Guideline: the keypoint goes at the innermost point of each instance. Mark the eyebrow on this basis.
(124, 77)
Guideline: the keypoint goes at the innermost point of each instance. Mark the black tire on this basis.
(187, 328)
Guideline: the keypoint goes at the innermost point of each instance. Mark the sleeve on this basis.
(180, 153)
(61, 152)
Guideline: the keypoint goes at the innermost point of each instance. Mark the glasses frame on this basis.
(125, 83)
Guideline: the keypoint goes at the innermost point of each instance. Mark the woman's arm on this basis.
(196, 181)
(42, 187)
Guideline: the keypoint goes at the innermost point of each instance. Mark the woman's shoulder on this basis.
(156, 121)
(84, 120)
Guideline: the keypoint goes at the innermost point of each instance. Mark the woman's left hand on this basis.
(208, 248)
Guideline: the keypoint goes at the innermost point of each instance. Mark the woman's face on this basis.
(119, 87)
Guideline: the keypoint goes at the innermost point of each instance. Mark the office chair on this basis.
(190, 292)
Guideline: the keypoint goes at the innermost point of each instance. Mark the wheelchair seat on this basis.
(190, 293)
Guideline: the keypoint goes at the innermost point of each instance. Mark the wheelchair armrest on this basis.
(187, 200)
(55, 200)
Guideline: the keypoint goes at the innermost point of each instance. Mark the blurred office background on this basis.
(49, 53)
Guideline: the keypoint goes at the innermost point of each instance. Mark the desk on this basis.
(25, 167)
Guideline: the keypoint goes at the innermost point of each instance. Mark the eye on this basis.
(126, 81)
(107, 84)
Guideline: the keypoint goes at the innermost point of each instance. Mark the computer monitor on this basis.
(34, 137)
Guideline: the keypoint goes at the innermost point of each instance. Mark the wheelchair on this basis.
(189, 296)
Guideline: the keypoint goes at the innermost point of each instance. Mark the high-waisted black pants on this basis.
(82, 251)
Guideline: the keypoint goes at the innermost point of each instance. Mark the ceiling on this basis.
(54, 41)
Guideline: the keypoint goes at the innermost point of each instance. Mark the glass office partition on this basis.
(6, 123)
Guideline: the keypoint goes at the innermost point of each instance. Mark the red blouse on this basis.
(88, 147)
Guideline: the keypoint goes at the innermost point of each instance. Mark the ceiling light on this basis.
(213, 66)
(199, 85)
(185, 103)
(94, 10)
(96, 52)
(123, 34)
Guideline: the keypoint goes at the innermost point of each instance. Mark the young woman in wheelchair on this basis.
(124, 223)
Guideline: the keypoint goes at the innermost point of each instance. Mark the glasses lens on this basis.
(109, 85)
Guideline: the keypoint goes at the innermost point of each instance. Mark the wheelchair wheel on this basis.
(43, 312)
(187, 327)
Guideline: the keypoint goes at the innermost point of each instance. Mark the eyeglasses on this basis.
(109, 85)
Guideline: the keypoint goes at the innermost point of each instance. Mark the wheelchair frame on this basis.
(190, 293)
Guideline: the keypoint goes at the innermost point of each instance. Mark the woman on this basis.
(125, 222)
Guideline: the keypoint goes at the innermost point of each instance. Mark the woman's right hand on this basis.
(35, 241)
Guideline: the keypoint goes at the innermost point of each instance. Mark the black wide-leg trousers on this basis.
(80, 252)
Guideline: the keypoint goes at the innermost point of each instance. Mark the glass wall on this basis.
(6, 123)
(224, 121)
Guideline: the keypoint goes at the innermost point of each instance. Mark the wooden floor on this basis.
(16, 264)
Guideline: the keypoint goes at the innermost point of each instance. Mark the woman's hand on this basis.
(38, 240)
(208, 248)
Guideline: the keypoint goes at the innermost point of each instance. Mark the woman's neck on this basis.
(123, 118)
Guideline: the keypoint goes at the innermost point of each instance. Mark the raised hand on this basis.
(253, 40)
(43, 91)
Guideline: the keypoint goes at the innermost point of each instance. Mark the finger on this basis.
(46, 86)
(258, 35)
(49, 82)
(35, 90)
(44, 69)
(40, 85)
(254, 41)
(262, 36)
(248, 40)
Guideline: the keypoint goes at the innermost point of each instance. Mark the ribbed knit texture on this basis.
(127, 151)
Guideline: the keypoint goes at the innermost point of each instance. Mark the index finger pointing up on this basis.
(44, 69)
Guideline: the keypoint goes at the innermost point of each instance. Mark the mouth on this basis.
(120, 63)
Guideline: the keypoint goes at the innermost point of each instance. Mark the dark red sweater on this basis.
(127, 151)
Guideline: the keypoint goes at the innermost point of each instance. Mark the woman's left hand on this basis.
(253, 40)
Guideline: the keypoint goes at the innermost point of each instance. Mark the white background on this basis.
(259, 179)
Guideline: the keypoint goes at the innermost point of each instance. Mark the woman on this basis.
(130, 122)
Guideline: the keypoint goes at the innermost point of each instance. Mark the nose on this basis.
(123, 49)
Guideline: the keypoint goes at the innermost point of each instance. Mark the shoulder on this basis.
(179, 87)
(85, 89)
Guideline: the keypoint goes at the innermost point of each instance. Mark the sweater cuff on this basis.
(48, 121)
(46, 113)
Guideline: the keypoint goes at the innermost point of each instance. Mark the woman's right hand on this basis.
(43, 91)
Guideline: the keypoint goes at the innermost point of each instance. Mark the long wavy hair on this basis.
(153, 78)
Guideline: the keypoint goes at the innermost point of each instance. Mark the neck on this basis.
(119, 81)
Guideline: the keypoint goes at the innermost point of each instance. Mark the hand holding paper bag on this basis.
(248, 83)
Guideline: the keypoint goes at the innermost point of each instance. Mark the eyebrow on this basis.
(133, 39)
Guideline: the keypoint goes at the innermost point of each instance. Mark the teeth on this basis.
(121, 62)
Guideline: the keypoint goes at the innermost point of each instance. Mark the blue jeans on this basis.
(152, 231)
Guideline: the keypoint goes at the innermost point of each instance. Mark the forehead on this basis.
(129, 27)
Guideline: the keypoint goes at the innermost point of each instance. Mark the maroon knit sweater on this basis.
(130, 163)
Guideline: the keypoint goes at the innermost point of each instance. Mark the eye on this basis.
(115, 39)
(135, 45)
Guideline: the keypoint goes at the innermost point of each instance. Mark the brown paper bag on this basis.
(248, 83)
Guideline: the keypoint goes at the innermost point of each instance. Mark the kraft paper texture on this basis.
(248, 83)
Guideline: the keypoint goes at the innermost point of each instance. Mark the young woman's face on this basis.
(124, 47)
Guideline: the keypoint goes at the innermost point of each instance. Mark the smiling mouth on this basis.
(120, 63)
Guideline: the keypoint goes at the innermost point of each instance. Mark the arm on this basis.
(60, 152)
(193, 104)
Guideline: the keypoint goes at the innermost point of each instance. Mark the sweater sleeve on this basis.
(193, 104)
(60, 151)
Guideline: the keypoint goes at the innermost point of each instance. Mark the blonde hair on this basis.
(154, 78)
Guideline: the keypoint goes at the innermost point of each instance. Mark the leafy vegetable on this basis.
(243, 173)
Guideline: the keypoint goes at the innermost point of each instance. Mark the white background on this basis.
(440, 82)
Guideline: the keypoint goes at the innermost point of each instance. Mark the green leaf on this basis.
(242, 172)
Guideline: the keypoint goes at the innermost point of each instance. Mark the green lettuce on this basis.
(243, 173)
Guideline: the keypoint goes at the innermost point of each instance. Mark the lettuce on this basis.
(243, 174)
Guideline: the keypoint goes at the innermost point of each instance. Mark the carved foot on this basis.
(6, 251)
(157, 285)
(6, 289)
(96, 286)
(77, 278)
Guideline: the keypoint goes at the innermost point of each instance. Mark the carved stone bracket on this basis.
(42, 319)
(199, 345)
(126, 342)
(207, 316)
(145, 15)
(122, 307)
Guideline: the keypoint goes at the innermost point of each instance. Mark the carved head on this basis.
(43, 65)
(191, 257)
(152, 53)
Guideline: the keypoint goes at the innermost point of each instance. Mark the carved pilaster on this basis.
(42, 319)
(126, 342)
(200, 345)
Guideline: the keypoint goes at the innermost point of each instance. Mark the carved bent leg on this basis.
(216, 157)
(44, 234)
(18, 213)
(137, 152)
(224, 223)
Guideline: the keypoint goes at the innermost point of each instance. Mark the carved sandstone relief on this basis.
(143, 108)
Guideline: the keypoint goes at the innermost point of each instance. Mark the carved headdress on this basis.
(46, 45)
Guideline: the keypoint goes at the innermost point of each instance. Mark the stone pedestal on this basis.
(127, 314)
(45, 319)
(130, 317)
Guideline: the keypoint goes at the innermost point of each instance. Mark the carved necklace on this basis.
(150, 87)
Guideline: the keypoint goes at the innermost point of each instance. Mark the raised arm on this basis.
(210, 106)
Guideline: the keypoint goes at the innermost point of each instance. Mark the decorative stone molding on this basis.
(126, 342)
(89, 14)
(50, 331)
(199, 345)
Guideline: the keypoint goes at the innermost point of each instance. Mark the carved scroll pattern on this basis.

***

WHAT IS BEING ASKED: Return exactly the lines from the one containing "bracket on this basis." to the last line of the data, and nothing more.

THE SOLUTION:
Guideline: the keypoint goes at the innermost point of each instance. Mark the carved stone bracket on this basis.
(42, 319)
(199, 345)
(126, 342)
(207, 316)
(145, 15)
(122, 307)
Guideline: the keypoint goes at the innermost point of each instance. Mark the carved head on this basis.
(43, 65)
(191, 257)
(152, 53)
Guideline: the keypoint goes at the innermost point of each instance. Mark the carved pilaster on this basis.
(42, 319)
(126, 342)
(200, 345)
Guideline: the keypoint goes at the innermost point of each instance. Mark the carved bent leg on this basis.
(216, 157)
(44, 234)
(18, 213)
(137, 152)
(224, 223)
Guideline: the keypoint goes at the innermost point of each instance. Mark the carved sandstone relief on this basis.
(143, 108)
Guideline: the keypoint goes at the innermost point of each instance. Mark the carved headdress on this basis.
(46, 45)
Guideline: the keypoint goes at the innermost point of each instance. Mark the stone pedestal on this basis.
(127, 314)
(45, 319)
(130, 317)
Guideline: the keypoint goes at the innermost point of each instance. Mark the carved necklace on this basis.
(150, 87)
Guideline: the keypoint goes at the innermost point of each instance. Mark the raised arm on this basis.
(210, 106)
Guideline: the keypoint goes at the innermost point of each instance. Mark the decorative stone molding on this basis.
(126, 342)
(89, 14)
(50, 331)
(199, 345)
Guideline: the keypoint goes at the innermost point of each instance. Mark the carved scroll pattern on this basis.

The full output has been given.